PROBLEM TO SOLVE: Collect every line in the records below that contains the word "hanging".

PROVIDED RECORDS:
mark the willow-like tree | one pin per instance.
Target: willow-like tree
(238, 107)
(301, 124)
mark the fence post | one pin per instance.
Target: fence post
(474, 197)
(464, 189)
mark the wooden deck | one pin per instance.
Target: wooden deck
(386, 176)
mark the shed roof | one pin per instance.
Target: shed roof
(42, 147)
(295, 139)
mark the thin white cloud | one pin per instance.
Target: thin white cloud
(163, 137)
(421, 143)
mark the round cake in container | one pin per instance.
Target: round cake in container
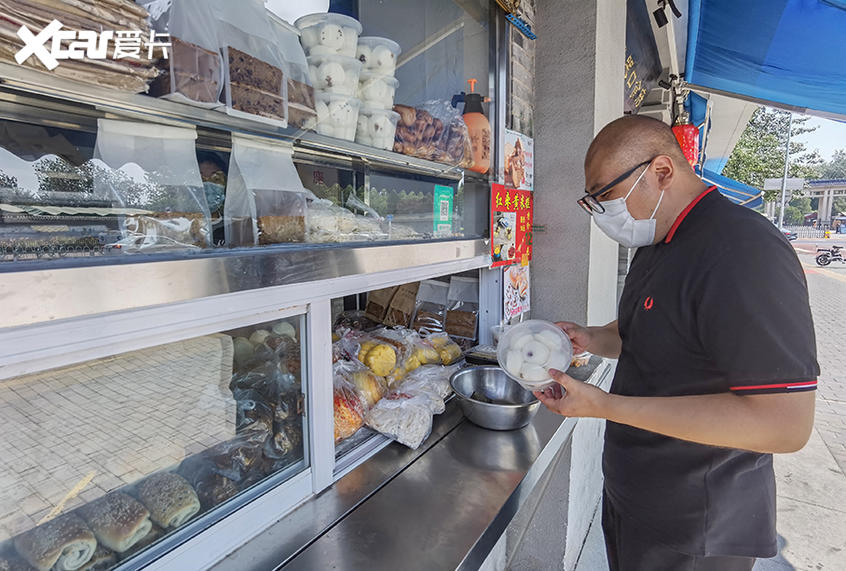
(334, 74)
(329, 33)
(378, 55)
(526, 351)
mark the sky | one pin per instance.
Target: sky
(829, 136)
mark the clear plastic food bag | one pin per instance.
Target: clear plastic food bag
(265, 199)
(434, 131)
(153, 169)
(462, 307)
(406, 420)
(193, 72)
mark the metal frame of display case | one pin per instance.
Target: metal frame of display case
(215, 290)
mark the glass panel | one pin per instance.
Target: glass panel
(108, 456)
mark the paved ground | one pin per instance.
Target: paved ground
(812, 482)
(75, 433)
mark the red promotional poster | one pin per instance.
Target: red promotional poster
(511, 226)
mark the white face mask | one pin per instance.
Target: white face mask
(619, 225)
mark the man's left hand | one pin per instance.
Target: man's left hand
(570, 397)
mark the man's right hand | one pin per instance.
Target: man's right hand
(579, 336)
(603, 341)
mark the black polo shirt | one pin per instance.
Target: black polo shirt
(720, 305)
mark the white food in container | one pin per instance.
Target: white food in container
(379, 55)
(334, 74)
(376, 127)
(528, 350)
(329, 33)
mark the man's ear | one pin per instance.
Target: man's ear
(665, 170)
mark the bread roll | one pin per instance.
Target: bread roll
(170, 498)
(118, 521)
(62, 544)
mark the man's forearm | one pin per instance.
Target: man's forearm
(605, 341)
(762, 423)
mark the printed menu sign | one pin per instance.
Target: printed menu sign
(511, 226)
(515, 291)
(443, 210)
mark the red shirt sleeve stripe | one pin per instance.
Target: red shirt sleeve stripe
(796, 385)
(685, 212)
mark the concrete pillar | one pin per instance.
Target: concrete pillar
(578, 89)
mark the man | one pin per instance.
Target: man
(717, 361)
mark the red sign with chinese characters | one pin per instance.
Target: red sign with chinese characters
(511, 226)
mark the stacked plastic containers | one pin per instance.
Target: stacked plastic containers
(377, 85)
(330, 42)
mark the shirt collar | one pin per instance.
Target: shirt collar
(685, 212)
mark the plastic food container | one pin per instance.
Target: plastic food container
(527, 351)
(376, 127)
(377, 90)
(329, 34)
(379, 55)
(337, 115)
(334, 74)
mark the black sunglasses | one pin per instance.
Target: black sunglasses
(590, 204)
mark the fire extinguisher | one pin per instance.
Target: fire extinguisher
(688, 137)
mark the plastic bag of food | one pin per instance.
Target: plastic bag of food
(254, 82)
(430, 309)
(406, 420)
(448, 350)
(298, 89)
(348, 405)
(193, 71)
(434, 131)
(265, 199)
(462, 307)
(152, 172)
(434, 378)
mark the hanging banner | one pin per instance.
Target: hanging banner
(515, 291)
(519, 160)
(511, 226)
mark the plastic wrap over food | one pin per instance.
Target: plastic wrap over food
(265, 199)
(434, 131)
(154, 168)
(254, 80)
(348, 404)
(193, 71)
(406, 420)
(430, 309)
(462, 307)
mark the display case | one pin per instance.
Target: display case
(171, 274)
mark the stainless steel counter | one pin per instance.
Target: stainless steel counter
(441, 507)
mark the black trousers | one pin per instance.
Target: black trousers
(628, 551)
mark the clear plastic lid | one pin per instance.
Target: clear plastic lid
(528, 350)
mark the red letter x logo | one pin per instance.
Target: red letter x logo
(34, 45)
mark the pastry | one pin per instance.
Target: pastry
(102, 560)
(248, 70)
(117, 520)
(170, 498)
(61, 544)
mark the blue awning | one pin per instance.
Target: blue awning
(735, 191)
(789, 52)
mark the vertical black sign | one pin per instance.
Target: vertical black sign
(643, 66)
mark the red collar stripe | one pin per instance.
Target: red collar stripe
(685, 212)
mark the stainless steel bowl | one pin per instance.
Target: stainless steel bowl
(512, 407)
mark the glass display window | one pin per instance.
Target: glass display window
(110, 456)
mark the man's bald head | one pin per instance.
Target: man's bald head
(632, 139)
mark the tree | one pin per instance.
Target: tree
(759, 154)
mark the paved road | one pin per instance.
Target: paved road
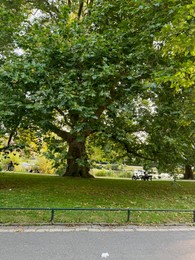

COMPLETE OUTPUT:
mark the hanging banner | one pin per instance.
Target: hanging banner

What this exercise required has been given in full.